• [Problem to solve] Count the lines in the records below that contain the word "moth", and give only that number.

• [Data entries]
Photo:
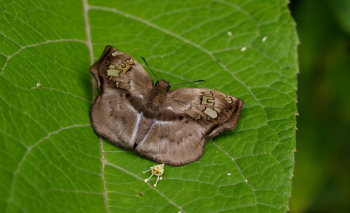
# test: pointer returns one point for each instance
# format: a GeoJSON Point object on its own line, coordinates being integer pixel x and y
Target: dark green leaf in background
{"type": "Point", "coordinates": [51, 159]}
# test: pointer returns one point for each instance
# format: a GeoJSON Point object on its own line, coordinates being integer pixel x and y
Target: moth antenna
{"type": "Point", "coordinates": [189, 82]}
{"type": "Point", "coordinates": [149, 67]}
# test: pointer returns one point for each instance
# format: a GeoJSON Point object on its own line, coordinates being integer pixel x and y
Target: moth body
...
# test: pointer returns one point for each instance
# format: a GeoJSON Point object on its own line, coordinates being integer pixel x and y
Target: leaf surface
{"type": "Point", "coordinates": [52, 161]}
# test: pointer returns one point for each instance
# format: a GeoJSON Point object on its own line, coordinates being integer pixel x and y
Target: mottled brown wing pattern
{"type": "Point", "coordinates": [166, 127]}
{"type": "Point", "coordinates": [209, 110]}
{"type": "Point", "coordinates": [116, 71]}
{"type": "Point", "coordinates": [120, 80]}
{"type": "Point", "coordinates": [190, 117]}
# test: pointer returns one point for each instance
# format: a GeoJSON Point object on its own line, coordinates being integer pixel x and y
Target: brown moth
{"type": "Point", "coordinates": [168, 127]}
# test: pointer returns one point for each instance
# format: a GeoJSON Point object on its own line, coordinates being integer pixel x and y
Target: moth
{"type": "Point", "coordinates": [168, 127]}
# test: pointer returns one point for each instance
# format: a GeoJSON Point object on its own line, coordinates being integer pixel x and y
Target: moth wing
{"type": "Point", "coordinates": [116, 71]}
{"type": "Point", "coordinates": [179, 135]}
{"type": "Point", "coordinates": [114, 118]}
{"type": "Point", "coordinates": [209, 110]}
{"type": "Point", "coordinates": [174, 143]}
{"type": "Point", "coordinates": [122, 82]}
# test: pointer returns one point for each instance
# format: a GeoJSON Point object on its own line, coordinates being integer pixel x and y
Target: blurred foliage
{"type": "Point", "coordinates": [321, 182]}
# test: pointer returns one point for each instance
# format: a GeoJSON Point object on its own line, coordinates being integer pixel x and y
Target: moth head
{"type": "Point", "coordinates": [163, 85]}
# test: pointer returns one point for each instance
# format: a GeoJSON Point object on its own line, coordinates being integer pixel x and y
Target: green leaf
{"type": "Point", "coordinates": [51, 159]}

• [Problem solution] 6